# TASK REQUIREMENTS
What you return must be the lines of the data that hold the word "accurate".

════════════════════

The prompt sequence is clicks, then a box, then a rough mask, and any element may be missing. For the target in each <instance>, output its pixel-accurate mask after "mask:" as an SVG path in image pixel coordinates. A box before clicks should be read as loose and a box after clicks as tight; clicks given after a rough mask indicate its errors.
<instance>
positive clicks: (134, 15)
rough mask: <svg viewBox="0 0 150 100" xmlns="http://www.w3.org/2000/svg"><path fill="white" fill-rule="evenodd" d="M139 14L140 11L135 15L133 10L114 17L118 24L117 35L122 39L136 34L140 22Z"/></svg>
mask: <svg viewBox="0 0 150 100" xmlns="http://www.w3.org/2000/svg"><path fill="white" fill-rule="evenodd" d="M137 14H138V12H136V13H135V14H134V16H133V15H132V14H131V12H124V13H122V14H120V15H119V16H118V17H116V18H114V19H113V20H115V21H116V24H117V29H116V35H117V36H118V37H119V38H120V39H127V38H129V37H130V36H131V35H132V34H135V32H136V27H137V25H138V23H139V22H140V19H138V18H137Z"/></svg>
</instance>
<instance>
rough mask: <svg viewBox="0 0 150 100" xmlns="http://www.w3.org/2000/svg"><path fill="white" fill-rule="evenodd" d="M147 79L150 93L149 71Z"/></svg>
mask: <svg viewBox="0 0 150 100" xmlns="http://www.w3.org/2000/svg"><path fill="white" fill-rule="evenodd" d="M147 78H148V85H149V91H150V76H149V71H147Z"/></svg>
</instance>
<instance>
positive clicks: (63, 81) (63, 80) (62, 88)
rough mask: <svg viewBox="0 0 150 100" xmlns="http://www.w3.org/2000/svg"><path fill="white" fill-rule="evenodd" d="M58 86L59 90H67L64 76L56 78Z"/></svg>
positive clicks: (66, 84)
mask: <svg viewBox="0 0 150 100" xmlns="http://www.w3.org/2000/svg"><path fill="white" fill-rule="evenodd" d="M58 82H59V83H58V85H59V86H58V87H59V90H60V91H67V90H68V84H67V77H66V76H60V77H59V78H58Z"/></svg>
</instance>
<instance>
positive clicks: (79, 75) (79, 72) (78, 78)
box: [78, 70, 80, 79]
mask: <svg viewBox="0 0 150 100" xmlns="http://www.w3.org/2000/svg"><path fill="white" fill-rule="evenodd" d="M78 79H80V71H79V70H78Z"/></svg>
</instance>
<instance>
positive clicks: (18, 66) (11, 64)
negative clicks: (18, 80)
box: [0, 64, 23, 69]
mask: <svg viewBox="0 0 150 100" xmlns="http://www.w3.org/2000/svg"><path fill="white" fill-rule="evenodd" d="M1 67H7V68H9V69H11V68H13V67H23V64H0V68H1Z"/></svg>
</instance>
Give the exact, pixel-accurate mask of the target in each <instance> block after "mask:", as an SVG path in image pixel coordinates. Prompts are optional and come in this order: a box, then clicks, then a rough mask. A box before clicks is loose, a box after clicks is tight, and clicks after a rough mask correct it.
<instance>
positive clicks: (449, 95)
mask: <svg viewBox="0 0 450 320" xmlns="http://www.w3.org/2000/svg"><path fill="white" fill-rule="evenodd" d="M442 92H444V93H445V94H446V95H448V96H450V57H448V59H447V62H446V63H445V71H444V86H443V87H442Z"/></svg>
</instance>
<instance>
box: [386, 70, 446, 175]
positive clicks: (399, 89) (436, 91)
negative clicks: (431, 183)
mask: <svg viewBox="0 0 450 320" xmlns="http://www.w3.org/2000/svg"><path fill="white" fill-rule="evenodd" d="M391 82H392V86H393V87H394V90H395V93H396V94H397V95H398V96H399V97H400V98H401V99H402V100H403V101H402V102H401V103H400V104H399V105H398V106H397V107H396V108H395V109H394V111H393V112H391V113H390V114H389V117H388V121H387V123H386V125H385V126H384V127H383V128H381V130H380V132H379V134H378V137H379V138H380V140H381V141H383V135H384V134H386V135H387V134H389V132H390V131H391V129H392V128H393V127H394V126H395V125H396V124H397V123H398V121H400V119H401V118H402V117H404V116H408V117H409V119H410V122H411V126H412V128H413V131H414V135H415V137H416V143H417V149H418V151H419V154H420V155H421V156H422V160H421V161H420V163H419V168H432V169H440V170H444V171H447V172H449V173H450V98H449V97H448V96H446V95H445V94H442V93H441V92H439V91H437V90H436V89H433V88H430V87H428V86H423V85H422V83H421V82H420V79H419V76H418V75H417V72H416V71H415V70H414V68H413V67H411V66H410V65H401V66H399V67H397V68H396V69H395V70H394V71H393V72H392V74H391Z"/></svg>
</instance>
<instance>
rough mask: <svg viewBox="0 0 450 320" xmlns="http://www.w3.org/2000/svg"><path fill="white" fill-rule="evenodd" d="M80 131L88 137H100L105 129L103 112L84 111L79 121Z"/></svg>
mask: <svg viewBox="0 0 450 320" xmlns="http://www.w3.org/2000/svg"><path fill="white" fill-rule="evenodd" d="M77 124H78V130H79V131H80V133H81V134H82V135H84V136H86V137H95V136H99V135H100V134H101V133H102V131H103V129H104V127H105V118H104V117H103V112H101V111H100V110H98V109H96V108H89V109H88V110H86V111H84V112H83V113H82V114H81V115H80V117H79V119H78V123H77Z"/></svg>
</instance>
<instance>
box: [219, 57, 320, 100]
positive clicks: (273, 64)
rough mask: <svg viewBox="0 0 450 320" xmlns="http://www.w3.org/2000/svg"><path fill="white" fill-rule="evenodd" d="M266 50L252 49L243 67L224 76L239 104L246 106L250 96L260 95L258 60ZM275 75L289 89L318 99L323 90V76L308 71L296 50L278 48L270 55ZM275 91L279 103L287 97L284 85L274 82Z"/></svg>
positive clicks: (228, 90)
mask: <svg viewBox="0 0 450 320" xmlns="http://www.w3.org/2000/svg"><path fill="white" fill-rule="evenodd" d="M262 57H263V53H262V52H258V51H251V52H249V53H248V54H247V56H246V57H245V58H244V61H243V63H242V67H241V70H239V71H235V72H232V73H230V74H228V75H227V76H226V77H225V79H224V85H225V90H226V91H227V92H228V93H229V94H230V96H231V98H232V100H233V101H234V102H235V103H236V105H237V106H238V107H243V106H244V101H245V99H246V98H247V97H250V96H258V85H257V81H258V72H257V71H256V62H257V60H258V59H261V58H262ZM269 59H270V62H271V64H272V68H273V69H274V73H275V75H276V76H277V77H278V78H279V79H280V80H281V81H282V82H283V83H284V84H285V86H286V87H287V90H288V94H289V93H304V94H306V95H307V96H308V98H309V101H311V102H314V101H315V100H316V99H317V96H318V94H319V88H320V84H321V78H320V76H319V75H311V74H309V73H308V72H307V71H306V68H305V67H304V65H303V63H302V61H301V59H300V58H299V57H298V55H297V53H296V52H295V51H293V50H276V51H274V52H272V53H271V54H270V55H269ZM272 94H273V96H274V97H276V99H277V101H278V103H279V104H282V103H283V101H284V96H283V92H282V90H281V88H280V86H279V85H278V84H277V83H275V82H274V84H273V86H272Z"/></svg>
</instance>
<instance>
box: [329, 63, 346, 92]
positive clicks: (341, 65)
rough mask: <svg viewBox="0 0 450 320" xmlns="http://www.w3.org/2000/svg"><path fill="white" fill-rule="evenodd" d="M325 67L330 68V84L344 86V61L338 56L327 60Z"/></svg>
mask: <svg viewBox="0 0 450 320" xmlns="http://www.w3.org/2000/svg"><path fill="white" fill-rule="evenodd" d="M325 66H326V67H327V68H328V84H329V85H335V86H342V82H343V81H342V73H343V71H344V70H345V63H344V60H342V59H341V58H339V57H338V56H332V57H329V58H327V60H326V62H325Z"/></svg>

════════════════════

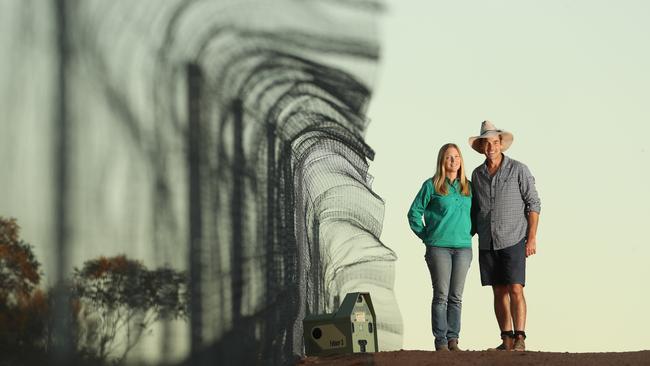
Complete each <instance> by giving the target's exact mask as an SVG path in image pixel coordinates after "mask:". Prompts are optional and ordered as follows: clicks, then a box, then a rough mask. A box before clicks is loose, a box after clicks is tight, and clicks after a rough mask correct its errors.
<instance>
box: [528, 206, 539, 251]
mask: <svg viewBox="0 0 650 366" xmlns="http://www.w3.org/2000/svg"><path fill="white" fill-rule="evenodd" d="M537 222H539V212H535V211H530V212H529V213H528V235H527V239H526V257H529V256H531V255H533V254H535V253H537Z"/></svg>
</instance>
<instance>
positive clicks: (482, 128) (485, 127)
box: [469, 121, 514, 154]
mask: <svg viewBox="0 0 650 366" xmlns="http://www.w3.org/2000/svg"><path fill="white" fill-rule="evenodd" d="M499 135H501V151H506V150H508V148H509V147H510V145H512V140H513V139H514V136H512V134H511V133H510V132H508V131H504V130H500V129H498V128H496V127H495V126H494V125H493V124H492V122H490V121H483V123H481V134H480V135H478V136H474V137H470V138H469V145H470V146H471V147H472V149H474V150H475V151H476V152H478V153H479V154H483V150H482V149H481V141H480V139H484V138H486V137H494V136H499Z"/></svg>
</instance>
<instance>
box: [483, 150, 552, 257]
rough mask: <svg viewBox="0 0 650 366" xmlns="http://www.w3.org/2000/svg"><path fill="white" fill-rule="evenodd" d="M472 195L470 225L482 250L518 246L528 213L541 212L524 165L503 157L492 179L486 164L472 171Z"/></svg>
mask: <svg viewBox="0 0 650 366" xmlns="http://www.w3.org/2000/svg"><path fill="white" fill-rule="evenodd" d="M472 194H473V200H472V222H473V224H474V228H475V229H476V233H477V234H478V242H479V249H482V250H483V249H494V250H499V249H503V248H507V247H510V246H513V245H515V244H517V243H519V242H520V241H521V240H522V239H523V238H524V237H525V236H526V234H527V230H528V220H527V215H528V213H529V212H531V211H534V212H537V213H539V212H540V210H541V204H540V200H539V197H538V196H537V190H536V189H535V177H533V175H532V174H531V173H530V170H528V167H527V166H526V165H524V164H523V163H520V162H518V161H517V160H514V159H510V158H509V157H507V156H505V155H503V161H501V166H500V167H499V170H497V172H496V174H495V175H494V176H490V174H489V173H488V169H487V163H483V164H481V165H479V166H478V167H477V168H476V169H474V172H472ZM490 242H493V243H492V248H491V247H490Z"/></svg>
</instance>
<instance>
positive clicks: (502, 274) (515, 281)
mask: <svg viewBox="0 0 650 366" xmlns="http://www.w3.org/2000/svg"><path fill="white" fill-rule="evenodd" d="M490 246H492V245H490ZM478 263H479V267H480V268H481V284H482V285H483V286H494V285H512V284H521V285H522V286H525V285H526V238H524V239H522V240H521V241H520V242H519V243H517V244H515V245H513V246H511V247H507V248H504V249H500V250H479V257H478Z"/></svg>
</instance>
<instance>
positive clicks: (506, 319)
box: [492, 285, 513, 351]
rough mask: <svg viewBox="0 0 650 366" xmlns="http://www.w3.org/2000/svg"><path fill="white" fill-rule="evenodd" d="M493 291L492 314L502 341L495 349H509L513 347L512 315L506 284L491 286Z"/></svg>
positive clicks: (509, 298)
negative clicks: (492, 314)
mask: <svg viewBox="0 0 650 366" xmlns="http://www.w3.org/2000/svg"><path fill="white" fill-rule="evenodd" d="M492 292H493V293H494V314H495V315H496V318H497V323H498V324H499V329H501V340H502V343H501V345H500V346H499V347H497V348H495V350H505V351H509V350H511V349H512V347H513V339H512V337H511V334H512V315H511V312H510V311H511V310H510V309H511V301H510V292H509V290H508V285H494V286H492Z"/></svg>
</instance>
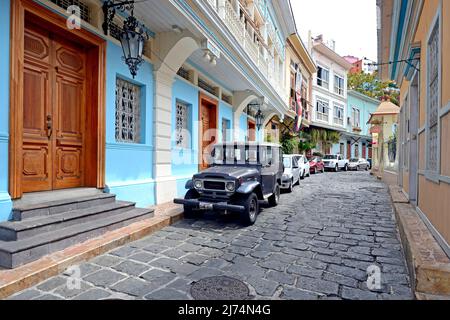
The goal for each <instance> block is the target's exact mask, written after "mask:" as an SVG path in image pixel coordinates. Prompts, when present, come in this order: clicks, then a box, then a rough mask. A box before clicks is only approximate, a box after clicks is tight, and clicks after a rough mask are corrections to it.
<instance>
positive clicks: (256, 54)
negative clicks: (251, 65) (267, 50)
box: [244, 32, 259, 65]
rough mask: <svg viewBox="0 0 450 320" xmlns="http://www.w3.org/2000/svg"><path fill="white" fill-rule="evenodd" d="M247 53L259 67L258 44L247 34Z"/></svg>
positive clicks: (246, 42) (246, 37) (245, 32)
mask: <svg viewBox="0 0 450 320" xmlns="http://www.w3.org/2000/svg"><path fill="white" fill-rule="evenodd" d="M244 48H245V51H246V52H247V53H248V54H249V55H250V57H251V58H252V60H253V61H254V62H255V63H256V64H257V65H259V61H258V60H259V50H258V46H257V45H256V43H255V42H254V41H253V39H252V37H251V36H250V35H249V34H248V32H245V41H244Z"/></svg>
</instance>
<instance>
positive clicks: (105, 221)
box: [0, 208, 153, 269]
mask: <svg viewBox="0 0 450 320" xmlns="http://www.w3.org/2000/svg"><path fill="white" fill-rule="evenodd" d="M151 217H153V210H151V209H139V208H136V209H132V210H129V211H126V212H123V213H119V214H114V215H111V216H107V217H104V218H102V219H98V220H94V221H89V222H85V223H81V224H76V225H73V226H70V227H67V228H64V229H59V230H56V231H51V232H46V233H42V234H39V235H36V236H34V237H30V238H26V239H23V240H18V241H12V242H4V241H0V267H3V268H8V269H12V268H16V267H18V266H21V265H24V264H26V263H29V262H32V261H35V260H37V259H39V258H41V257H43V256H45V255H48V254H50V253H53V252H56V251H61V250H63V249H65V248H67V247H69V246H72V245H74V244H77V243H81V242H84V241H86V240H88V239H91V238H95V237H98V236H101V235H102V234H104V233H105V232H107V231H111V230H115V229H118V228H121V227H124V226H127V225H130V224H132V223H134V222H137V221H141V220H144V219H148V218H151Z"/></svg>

════════════════════

# THE COMPLETED TASK
The prompt sequence is clicks, then a box, then a rough mask, and any element may be missing. For the target in each <instance>, output its pixel-accurate mask after "mask:" as an SVG path in image pixel coordinates. A box before clicks should be read as loose and a box after clicks as tight; clicks given after a rough mask indicate its errors.
Give the exact, pixel-accurate mask of the target in each <instance> block after "mask:", as an SVG path in image pixel coordinates. Prompts are optional and come in this order: a box, then clicks, then a rough mask. A box before clicks is loose, a box after clicks is tight, and clicks after a rough mask correct it.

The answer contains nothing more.